- **Required action**
From the entries below, copy exactly the lines from the one that contains "Target: the desk leg foot" through the one that contains "of the blue", both included, and only those.
=====
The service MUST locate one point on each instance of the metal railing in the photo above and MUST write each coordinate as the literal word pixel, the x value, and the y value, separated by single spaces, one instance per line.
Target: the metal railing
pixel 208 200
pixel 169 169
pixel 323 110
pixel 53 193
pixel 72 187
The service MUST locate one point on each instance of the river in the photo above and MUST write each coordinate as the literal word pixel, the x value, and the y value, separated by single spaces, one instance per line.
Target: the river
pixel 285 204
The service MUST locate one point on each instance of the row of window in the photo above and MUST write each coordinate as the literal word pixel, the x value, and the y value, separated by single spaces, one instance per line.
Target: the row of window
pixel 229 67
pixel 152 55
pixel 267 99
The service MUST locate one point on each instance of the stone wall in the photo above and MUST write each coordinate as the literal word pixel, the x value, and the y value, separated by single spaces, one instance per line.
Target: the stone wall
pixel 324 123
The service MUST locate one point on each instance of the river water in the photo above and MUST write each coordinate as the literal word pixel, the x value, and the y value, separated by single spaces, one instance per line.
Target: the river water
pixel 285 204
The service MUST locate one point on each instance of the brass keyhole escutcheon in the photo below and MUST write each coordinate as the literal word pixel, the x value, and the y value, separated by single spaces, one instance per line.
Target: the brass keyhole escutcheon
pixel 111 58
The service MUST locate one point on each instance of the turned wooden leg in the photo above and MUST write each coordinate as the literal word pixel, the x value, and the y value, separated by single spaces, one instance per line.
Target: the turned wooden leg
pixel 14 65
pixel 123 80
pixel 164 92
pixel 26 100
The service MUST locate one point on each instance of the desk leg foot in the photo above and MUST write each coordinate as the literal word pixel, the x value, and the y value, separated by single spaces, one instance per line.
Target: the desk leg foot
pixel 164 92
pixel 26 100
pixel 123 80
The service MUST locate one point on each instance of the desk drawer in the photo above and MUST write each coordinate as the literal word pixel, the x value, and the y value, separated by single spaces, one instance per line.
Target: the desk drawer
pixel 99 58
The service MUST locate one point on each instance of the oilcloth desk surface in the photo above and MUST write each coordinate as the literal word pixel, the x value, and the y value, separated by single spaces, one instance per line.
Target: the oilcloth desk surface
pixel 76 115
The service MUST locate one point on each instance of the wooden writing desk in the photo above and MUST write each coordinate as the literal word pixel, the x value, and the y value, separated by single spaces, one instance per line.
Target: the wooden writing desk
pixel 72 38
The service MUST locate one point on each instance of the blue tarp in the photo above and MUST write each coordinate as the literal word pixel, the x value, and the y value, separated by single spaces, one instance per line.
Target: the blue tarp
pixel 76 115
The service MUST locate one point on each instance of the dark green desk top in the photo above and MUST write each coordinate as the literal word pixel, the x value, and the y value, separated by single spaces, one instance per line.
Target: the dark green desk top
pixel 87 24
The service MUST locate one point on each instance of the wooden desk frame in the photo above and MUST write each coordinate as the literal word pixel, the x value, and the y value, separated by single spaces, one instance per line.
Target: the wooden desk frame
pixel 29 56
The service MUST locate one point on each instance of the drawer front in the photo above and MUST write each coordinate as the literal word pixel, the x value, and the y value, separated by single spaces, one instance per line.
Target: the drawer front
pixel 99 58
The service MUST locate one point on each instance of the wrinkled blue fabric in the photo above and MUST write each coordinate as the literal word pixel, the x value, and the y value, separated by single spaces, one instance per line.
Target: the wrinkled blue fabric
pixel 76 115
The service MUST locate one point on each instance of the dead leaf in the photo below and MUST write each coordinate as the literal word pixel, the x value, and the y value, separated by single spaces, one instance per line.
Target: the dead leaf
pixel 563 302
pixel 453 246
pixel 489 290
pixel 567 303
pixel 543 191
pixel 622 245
=====
- **Completed task**
Target: the desk leg foot
pixel 164 92
pixel 26 100
pixel 123 80
The service MUST locate one point on each instance of the desk drawer in the photo above and MUST write each coordinate as the literal word pixel, the x value, and the y value, separated by single spaces, one instance per line.
Target: the desk drawer
pixel 99 58
The service MUST locate one point on each instance of the oilcloth desk surface in the photo above and MUST write each coordinate as the literal word pixel, the x value, and the y value, separated by single spaces, one instance per line.
Target: the oilcloth desk surface
pixel 76 115
The service MUST locate one point on each instance of the wooden writing desk in the photo above and MUST write each coordinate as the literal word pixel, the x value, and the y value, separated by single spaces, one instance per line.
Target: the wooden writing desk
pixel 72 38
The service MUST locate one point on each instance of the blue tarp in the photo above and MUST write each coordinate as the literal word pixel, the x value, and the y value, separated by single spaces, one instance per line.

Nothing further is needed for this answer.